**What to work on:** The answer consists solely of the listing's lines from the first through the line containing "125, row 91.", each reproduced exactly.

=-=-=-=-=

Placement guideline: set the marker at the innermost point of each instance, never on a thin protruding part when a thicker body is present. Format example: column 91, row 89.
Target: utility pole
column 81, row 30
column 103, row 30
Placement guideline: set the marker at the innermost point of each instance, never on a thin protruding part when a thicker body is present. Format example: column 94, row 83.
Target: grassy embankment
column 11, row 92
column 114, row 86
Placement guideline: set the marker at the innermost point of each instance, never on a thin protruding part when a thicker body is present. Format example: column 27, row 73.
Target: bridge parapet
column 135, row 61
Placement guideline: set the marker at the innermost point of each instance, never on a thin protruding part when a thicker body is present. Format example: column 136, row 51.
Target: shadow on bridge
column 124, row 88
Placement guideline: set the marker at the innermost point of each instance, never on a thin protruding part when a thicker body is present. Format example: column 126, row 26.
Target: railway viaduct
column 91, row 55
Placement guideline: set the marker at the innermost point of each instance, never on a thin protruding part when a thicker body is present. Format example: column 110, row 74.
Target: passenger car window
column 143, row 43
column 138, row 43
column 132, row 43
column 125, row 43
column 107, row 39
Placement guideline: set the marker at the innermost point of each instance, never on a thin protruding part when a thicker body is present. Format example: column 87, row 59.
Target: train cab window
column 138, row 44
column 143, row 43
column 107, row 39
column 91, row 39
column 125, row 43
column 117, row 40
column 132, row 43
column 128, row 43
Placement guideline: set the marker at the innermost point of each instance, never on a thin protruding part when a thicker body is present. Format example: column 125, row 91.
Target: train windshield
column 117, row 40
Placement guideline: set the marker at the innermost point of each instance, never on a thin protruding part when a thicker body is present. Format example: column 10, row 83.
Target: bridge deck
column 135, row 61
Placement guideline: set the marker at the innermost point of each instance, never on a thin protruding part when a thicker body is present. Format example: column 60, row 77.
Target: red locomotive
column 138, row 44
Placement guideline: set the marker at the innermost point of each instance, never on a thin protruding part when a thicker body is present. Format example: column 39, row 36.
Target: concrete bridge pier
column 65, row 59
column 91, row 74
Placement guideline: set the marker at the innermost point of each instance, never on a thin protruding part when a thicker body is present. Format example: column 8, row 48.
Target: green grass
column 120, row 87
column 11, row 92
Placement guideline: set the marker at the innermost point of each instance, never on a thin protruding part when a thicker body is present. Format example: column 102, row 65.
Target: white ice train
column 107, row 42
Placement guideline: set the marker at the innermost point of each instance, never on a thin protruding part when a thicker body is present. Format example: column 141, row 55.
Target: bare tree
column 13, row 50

=-=-=-=-=

**Answer to this problem:**
Placement guideline: set the marker at the innermost point of each instance, never on a thin protruding part when a thicker body is present. Format example: column 91, row 89.
Target: utility pole
column 81, row 30
column 103, row 30
Placement guideline: set the marker at the innermost point of each instance, never on a thin protruding part when a thicker body is present. Format example: column 94, row 83.
Target: grassy embankment
column 11, row 92
column 114, row 86
Placement guideline: set the marker at the innermost point of each instance, never on a thin protruding part when a thicker body is present. Format example: column 27, row 73.
Target: bridge parapet
column 135, row 61
Placement guideline: set the marker at the innermost point of each instance, never on a thin protruding part when a thicker body is present. Format example: column 136, row 51.
Target: shadow on bridge
column 124, row 88
Placement guideline: set the marker at the innermost point of each instance, never on a thin protruding part when a thicker body is present. Format example: column 126, row 26.
Target: railway viaduct
column 91, row 55
Placement guideline: set the marker at the innermost point of each instance, never on a thin protruding part when a thicker body is present. Format example: column 110, row 74.
Target: passenger car window
column 143, row 43
column 138, row 43
column 132, row 43
column 125, row 43
column 107, row 39
Placement guideline: set the marker at the innermost point of each instance, never on a thin protruding part when a thicker body is present. Format example: column 87, row 59.
Target: train cab window
column 138, row 44
column 143, row 43
column 107, row 39
column 91, row 39
column 125, row 43
column 117, row 40
column 132, row 43
column 128, row 43
Placement guideline: set the marker at the innermost point of each instance, never on a thin protruding part when a thicker body is present. Format example: column 125, row 91.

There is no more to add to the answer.